[Assigned task 1]
Answer these questions from the artist statement:
(a) Which poem was the artist's earlier abstract series a response to?
(b) Where did the artist go late that spring to work en plein air?
(c) What is the title of the painting that began the current series?
[Assigned task 2]
Quote the artist statement word for word, from "My abstract series" down to "the agitated air.".

---- Reading text

Jane Shoenfeld

My abstract series in response to the WB Yeats’ poem “The Second Coming” reached completion when I had a major exhibit of this work in March 2022. Then late that spring, I went to Ghost Ranch in Abiquiu, NM to work en plein air. It was so windy and dusty, I couldn’t leave my rented cottage and go outside to paint. Fortunately, the sitting area had large windows and in front of a nearly invisible horizon sat the chamisas, bowing and blowing in the agitated air.  

So I focused on the bushes and began this current series with ”Chamisa Unfurled.” My yard where I live in Santa Fe is filled with chamisa, a ubiquitious bush, native to North Central New Mexico. I am carefully observing these plant beings and also the structure of human faces.  In this series of pastel paintings, I combine and dissolve images of my own face and white hair with feathery chamisa. My goal is to merge the structural with the  magical. Although careful observation has always grounded me, ultimately I prefer ambiguity in the visual information I present.

--------
---- Collected material

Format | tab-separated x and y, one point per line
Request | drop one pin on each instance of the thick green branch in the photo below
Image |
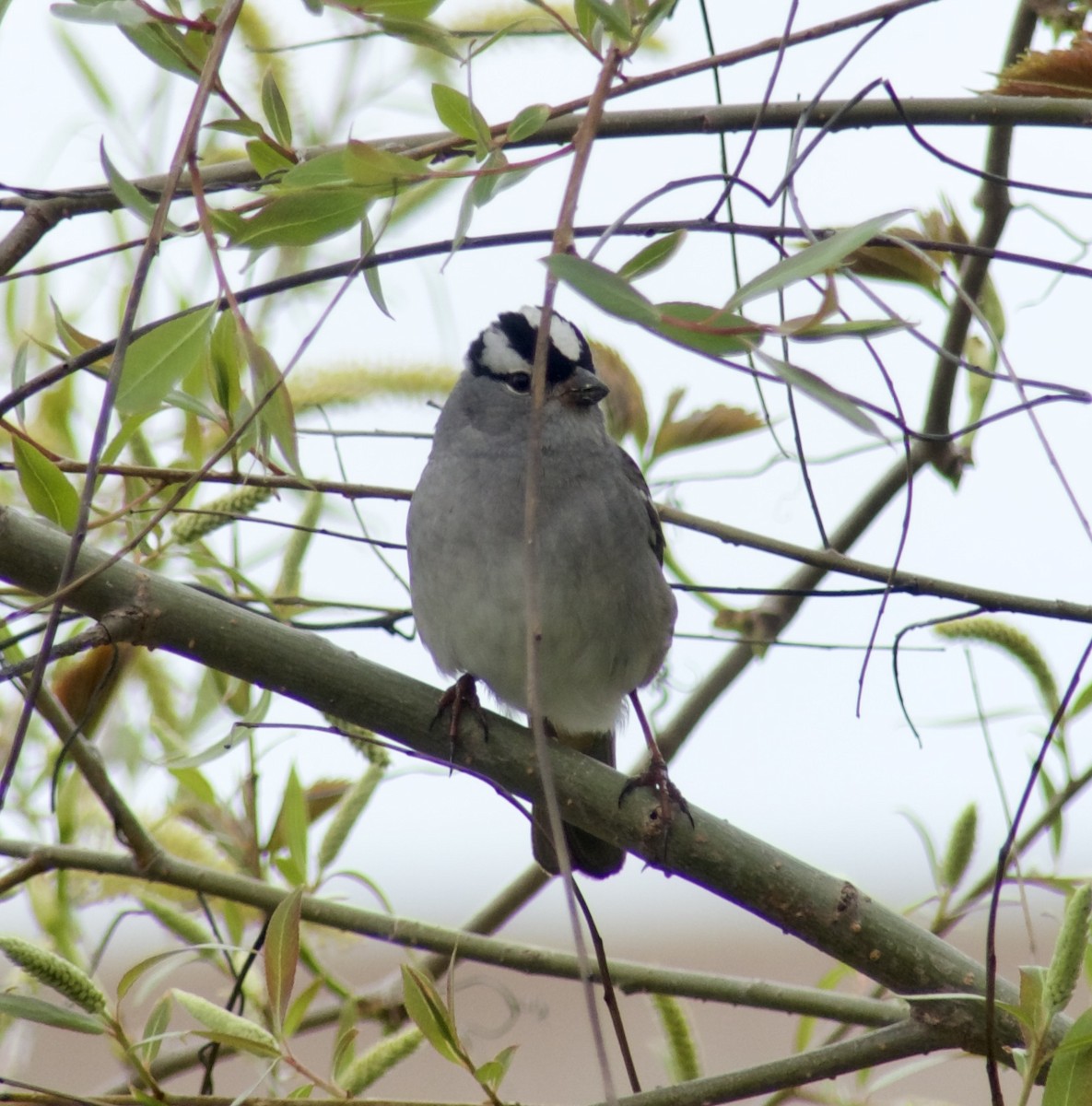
827	912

--------

[Exercise response 1]
(a) WB Yeats' poem "The Second Coming"
(b) Ghost Ranch in Abiquiu, NM
(c) "Chamisa Unfurled"

[Exercise response 2]
My abstract series in response to the WB Yeats’ poem “The Second Coming” reached completion when I had a major exhibit of this work in March 2022. Then late that spring, I went to Ghost Ranch in Abiquiu, NM to work en plein air. It was so windy and dusty, I couldn’t leave my rented cottage and go outside to paint. Fortunately, the sitting area had large windows and in front of a nearly invisible horizon sat the chamisas, bowing and blowing in the agitated air.